TASK REQUIREMENTS:
1/ Copy the stretch of the San Soo history post from "Captain America wrote:Make" through "their previous relationship.", swapping "pictures" for "photographs".
2/ In the San Soo history post, what did Frank Woolsey do with the check he had written to Jimmy H. Woo?

DOCUMENT PASSAGE:
— begin —
So, on the Memorial Tape when Jimmy H. Woo is doing forms, he primarily does them from that exact same stance that Jack Sera overtly taught.

Watch the Memorial Tape again, and see for yourself.

Whole thread about Pope viewtopic.php?t=255&highlight=pope

Captain America wrote:Make what you will of this version of history, but the Woolsey boys always maintained that the art was watered down in Jimmy H. Woo's school in the early 1970s.

So did Frank Woolsey, himself. When Charlie Pope visited TMI, he talked about the last time Frank Woolsey went to get a private lesson from Jimmy H. Woo. Frank Woolsey came back to the studio, and ripped down the pictures of Jimmy H. Woo, and cursed, as he was so upset that he had been taught what he considered a watered down lesson. And the check he had written to Jimmy H. Woo, he canceled it, and it bounced when Jimmy H. Woo tried to cash it. That was one of the final nails in the coffin of their previous relationship.

"Jim and Frankie" (their names for each other) had a chance meeting many years later (circa 1986); long after Frank Woolsey was out of Kung-Fu San Soo, and basically mended the past feud, but only a few folks had knowledge of that event. And it meant nothing to San Soo, anyway. The two men had a several year history together (close history together) and it was basically a smoothing over of past hurts. Jimmy H. Woo was like a second father to some of his students, and Jimmy "loved" them even when they were jerks. And Frank Woolsey could be a jerk. But Frank Woolsey always respected Jimmy H. Woo also; even when he was upset at Jimmy. Again, the father-son thing.

Robert Resann wrote:From: Robert @TMI (rresann) 3/28/2001 1:03 am
To: ALL (1 of 6)

Kung-Fu San Soo people call Charlie Pope a "street brawler," a "street thug."

These terms are used derisively to separate him from the "true martial artists" that most of you all, are thankful that populate the class of San Soo instructors.

Sean Scott and I -- and for that matter a bunch of you readers -- have noticed the following irony, even if you do not particularly want to admit it.
— end —
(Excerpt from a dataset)
— begin —
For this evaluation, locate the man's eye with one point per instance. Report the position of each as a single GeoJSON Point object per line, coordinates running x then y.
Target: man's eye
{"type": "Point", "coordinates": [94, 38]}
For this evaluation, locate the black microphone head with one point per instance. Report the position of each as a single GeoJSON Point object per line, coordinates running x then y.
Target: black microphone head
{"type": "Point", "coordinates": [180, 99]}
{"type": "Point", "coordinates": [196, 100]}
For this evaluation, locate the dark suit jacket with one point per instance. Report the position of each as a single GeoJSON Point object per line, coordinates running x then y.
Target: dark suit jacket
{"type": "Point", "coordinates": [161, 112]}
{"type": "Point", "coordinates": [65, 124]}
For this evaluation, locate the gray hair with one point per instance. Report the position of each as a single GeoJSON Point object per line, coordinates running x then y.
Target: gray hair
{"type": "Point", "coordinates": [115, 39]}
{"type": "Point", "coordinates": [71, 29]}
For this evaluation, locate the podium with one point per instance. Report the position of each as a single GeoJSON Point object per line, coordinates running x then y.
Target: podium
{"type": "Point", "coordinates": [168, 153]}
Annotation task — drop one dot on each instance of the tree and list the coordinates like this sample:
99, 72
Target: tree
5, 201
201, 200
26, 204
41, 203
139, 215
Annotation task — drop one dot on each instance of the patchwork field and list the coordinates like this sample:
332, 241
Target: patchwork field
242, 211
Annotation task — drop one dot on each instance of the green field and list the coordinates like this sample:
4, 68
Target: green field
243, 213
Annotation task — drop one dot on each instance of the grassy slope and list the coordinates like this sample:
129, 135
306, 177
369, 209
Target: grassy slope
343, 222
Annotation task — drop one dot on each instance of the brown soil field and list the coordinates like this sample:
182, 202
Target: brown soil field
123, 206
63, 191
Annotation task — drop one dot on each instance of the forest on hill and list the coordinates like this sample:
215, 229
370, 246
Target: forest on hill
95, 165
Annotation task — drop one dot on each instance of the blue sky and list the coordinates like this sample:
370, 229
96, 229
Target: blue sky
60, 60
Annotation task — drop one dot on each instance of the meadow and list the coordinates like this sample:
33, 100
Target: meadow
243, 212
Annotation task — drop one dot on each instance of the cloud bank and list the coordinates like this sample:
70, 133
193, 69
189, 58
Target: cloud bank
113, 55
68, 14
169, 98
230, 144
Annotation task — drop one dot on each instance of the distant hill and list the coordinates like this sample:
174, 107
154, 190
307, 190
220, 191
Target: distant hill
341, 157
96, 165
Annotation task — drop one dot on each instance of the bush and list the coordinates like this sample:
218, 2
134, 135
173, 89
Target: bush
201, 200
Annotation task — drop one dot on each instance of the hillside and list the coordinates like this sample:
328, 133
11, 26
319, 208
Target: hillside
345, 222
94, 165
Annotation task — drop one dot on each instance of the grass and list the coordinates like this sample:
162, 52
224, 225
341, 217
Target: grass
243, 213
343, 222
— end —
ANSWERS PER TASK:
1/
Captain America wrote:Make what you will of this version of history, but the Woolsey boys always maintained that the art was watered down in Jimmy H. Woo's school in the early 1970s.

So did Frank Woolsey, himself. When Charlie Pope visited TMI, he talked about the last time Frank Woolsey went to get a private lesson from Jimmy H. Woo. Frank Woolsey came back to the studio, and ripped down the photographs of Jimmy H. Woo, and cursed, as he was so upset that he had been taught what he considered a watered down lesson. And the check he had written to Jimmy H. Woo, he canceled it, and it bounced when Jimmy H. Woo tried to cash it. That was one of the final nails in the coffin of their previous relationship.

2/ He canceled it, so it bounced when Jimmy H. Woo tried to cash it.